=== Source data ===
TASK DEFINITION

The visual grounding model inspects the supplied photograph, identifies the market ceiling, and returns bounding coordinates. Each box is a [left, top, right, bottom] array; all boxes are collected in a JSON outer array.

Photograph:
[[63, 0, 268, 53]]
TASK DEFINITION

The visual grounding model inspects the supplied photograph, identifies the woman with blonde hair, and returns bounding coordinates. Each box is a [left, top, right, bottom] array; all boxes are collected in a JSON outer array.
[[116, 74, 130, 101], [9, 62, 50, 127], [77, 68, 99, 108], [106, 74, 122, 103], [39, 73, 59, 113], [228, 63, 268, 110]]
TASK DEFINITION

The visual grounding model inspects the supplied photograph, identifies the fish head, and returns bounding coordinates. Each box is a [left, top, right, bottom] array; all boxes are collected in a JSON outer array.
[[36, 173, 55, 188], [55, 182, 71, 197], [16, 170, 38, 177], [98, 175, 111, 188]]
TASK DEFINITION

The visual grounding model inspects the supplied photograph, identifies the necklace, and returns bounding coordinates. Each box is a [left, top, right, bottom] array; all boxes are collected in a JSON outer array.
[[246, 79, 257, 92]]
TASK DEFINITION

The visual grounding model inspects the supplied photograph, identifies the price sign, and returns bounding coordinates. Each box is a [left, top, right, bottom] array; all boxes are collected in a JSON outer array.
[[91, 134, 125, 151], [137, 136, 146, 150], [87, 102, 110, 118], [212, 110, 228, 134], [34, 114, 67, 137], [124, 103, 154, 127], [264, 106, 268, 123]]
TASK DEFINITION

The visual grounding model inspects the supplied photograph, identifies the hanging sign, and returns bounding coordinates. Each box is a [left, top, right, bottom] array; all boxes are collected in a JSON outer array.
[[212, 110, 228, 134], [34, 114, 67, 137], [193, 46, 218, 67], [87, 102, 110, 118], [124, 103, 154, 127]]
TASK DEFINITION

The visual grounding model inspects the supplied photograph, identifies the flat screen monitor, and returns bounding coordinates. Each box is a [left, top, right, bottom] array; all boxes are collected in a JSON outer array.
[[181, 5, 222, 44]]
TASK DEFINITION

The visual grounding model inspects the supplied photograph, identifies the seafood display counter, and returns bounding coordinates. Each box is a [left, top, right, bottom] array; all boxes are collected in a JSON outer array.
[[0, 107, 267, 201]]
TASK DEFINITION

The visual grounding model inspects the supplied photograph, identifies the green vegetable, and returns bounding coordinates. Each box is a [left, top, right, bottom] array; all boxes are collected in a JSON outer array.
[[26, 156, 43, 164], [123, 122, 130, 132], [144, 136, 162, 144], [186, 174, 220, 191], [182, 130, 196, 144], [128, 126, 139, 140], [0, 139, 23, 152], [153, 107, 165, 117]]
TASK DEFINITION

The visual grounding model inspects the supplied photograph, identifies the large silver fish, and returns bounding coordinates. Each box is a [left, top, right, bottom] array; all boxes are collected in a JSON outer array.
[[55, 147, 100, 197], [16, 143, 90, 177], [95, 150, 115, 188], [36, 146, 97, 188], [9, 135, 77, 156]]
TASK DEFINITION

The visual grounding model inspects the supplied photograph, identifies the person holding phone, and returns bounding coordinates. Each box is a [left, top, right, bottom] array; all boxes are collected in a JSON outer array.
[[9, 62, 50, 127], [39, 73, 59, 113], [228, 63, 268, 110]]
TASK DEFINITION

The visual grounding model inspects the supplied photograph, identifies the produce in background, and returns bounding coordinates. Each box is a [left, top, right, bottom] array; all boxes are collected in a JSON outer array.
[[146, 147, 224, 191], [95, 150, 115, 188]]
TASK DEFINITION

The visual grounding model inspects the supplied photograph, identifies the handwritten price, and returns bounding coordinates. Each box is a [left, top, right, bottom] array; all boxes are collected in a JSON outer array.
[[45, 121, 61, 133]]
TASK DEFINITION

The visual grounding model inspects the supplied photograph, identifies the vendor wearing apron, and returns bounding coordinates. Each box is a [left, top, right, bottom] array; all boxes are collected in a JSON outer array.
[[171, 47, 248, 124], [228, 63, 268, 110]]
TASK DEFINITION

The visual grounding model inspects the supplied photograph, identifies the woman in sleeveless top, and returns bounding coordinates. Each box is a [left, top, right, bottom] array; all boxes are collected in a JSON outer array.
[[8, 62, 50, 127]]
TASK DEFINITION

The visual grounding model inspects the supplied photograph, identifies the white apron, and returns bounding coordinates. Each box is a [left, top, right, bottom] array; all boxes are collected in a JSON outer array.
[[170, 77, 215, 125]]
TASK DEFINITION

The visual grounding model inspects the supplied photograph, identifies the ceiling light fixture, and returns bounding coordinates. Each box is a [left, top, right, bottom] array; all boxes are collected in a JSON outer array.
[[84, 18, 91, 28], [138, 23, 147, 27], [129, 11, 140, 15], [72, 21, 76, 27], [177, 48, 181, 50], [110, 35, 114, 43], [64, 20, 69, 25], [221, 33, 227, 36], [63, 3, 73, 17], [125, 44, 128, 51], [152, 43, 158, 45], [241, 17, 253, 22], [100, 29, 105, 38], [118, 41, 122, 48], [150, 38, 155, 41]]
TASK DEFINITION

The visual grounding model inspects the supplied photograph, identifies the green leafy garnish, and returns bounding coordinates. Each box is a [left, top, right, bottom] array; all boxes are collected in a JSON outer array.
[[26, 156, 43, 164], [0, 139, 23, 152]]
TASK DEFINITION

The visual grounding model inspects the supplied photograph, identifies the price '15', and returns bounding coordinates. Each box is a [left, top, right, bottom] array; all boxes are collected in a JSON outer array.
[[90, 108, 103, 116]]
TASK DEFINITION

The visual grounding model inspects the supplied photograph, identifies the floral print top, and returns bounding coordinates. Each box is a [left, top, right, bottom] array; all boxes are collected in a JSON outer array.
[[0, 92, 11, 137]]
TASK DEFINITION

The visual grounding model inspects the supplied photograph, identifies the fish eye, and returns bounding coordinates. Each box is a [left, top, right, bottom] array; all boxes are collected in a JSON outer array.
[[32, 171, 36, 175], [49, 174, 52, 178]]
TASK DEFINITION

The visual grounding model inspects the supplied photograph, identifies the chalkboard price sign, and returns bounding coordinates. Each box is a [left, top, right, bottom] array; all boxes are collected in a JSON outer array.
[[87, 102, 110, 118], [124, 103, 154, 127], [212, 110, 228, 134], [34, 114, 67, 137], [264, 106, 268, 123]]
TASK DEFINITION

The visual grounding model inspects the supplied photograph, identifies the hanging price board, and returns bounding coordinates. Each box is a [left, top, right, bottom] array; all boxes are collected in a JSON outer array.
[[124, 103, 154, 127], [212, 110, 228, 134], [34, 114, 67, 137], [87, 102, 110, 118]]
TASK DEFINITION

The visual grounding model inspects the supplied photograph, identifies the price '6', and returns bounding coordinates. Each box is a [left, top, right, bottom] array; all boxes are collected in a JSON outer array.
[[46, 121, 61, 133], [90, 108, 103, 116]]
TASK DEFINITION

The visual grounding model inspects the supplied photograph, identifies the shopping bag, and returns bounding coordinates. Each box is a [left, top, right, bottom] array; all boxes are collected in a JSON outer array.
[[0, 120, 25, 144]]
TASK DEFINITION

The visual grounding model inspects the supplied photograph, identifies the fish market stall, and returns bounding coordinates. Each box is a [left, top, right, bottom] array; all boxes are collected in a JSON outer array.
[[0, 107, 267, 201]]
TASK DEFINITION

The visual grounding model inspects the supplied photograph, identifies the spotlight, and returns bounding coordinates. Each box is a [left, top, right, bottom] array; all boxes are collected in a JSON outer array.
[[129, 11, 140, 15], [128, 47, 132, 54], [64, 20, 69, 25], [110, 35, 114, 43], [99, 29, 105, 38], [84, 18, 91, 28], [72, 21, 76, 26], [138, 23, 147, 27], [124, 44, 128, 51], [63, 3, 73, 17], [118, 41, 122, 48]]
===
— Task —
Output an exact copy of the listing.

— Solution for this problem —
TASK DEFINITION

The visual grounding model inspects the supplied photograph, identifies the market ceiling, and returns bounding coordinates. Each box is a [left, top, right, bottom] array; all boxes are collected in a JSON outer array.

Photograph:
[[63, 0, 268, 53]]
TASK DEFINITION

The visual grounding model inspects the supplied photograph, identifies the woman with blonde hair, and returns bounding coordinates. Each box is a [left, top, right, bottom] array; all boxes are collected in a JSON outer array.
[[116, 74, 130, 101], [9, 62, 50, 127], [77, 68, 99, 108], [106, 74, 122, 103], [39, 73, 59, 113], [228, 63, 268, 110]]
TASK DEFINITION

The visual grounding model inspects the supplied photograph, identifies the fish head, and returns bounding coordinates. Each box is a [left, top, right, bottom] array; all boxes are collected in a JSON outer array.
[[36, 173, 55, 188], [55, 182, 71, 197], [16, 170, 38, 177], [98, 175, 111, 188]]
TASK DEFINITION

The visual grounding model inspects the supplied photograph, identifies the necklace, and returns bounding coordinates. Each box is a [left, top, right, bottom] array; all boxes are collected in a JSON outer array.
[[246, 79, 257, 92]]
TASK DEFINITION

The visual grounding model inspects the supplied photograph, identifies the price sign, and returns bounding coordinates. Each box is a [left, top, right, bottom] array; all boxes are collected in a JSON outer array.
[[91, 134, 125, 151], [137, 136, 146, 150], [87, 102, 110, 118], [212, 110, 228, 134], [34, 114, 67, 137], [124, 103, 154, 127], [264, 106, 268, 123]]
TASK DEFINITION

The visual grounding model inspects the supplied photograph, identifies the hanging sign, and returns bounding coordinates. Each box is a [left, top, right, bottom] array; all boxes are collected in a JSON outer array.
[[212, 110, 228, 134], [34, 114, 67, 137], [193, 46, 218, 67], [87, 102, 110, 118], [124, 103, 154, 127]]
TASK DEFINITION

The visual grounding model inspects the supplied photograph, identifies the flat screen monitor, and returns bounding coordinates. Each box is a [left, top, right, bottom] array; all boxes are collected in a JSON outer array.
[[181, 5, 222, 44]]
TASK DEFINITION

The visual grounding model inspects the supplied photograph, identifies the seafood display counter, and returns bounding coordinates. Each box is a [left, top, right, bottom] array; all boxes are collected in a JSON outer array.
[[0, 107, 267, 201]]
TASK DEFINITION

The visual grounding model inspects the supplied photograph, identifies the green vegetable, and returns bounding coordinates. Each box is a [left, top, right, bottom] array; all boxes are collected in a JSON outer array.
[[26, 156, 43, 164], [123, 122, 130, 132], [144, 136, 162, 144], [186, 174, 220, 191], [182, 130, 196, 144], [128, 126, 139, 140], [0, 139, 23, 152], [153, 107, 165, 117]]
TASK DEFINITION

The visual grounding model inspects the supplied photograph, identifies the large silver fish, and returns bounding coordinates. Each box is a [left, top, right, bottom] array; all boxes are collected in a JSON outer array.
[[55, 147, 100, 197], [16, 143, 90, 177], [95, 150, 115, 188], [36, 146, 97, 188], [9, 135, 77, 156]]
TASK DEFINITION

The visual grounding model inspects the supplied photograph, identifies the person holding phone, and returns bounding coordinates. Each box is a [left, top, right, bottom] array; all boxes are collected in a JSON outer array.
[[9, 62, 50, 127], [39, 73, 59, 113], [228, 63, 268, 110]]
TASK DEFINITION

The visual grounding model inspects the supplied photograph, identifies the produce in background, and returns bounding coordinates. Each box is a [left, top, right, bottom] array; all boxes are collected in a JSON outer array.
[[146, 147, 224, 191], [95, 150, 115, 188]]
TASK DEFINITION

The visual grounding model inspects the supplied photograph, identifies the handwritten price, and returns bounding coordinates. Each box is a [left, top, right, bottom] array; all boxes are collected in a JSON outer array.
[[45, 121, 61, 133]]
TASK DEFINITION

The visual grounding model inspects the supplied photograph, identifies the vendor wearing apron, and returns bounding coordinates. Each box is a [left, top, right, bottom] array; all boxes are collected in a JSON outer array.
[[171, 47, 248, 124], [228, 63, 268, 110]]
TASK DEFINITION

The visual grounding model inspects the supplied photograph, identifies the woman in sleeveless top, and returns bounding coordinates. Each box is a [left, top, right, bottom] array; all boxes are collected in a JSON outer array.
[[8, 62, 50, 127]]
TASK DEFINITION

The visual grounding model inspects the supplied photograph, identifies the white apron, and returns bounding coordinates. Each box is a [left, top, right, bottom] array; all boxes are collected in a JSON outer array.
[[170, 77, 215, 125]]
TASK DEFINITION

The visual grounding model inspects the supplied photograph, identifies the ceiling light fixture, and returns bounding coordinates. Each box is a [left, top, right, bottom] array; all boxes are collected in a JSON outer array.
[[84, 18, 91, 28], [138, 23, 147, 27], [129, 11, 140, 15], [72, 21, 76, 27], [177, 48, 181, 50], [110, 35, 114, 43], [64, 20, 69, 25], [221, 33, 227, 36], [63, 3, 73, 17], [125, 44, 128, 51], [152, 43, 158, 45], [241, 17, 253, 22], [100, 29, 105, 38], [118, 41, 122, 48], [150, 38, 155, 41]]
TASK DEFINITION

The visual grounding model inspects the supplied photograph, identifies the green leafy garnish, and returns bounding coordinates. Each box is a [left, top, right, bottom] array; all boxes are collected in a JSON outer array.
[[26, 156, 43, 164], [0, 139, 23, 152]]
TASK DEFINITION

The visual grounding model inspects the supplied photograph, identifies the price '15', and returns bounding coordinates. Each box is a [left, top, right, bottom] array; all boxes are collected in a JSON outer array.
[[90, 108, 103, 116]]
TASK DEFINITION

The visual grounding model inspects the supplied photograph, identifies the floral print top, and returns bounding coordinates. Each box is a [left, top, right, bottom] array; all boxes are collected in a JSON outer array.
[[0, 92, 11, 137]]
TASK DEFINITION

The visual grounding model inspects the supplied photograph, identifies the fish eye, and returns bounding coordinates. Each box is a [left, top, right, bottom] array; all boxes are collected in a JSON outer array.
[[32, 171, 36, 175], [49, 174, 52, 178]]
TASK DEFINITION

The visual grounding model inspects the supplied photograph, identifies the chalkboard price sign, and returns bounding coordinates. Each box is a [left, top, right, bottom] array; all boxes are collected in a JSON outer array.
[[87, 102, 110, 118], [124, 103, 154, 127], [212, 110, 228, 134], [34, 114, 67, 137], [264, 106, 268, 123]]
TASK DEFINITION

The visual grounding model inspects the supplied photograph, identifies the hanging price board, and returns bounding coordinates. Each box is a [left, top, right, bottom] array; all boxes are collected in a JSON outer array.
[[124, 103, 154, 127], [212, 110, 228, 134], [34, 114, 67, 137], [87, 102, 110, 118]]
TASK DEFINITION

The visual grounding model inspects the supplied photograph, identifies the price '6', and returns bounding coordinates. Each box is a [left, top, right, bottom] array; all boxes are collected in a JSON outer array.
[[46, 121, 61, 133], [90, 108, 103, 116]]
TASK DEFINITION

The visual grounding model inspects the supplied photograph, identifies the shopping bag, and returns bounding coordinates. Each box is a [left, top, right, bottom] array; all boxes are collected in a JSON outer array.
[[0, 120, 25, 144]]
TASK DEFINITION

The visual grounding model inspects the supplied photograph, identifies the fish market stall, and returns bounding coordinates. Each box is a [left, top, right, bottom] array; all boxes are collected in a JSON outer array.
[[0, 107, 267, 201]]
TASK DEFINITION

The visual grounding model inspects the supplied photograph, identifies the spotlight, and returns bounding coordinates. Each box is a [left, top, right, bottom] array; all boxes are collected in a JSON outer array.
[[129, 11, 140, 15], [128, 47, 132, 54], [64, 20, 69, 25], [110, 35, 114, 43], [99, 29, 105, 38], [84, 18, 91, 28], [72, 21, 76, 26], [138, 23, 147, 27], [124, 44, 128, 51], [63, 3, 73, 17], [118, 41, 122, 48]]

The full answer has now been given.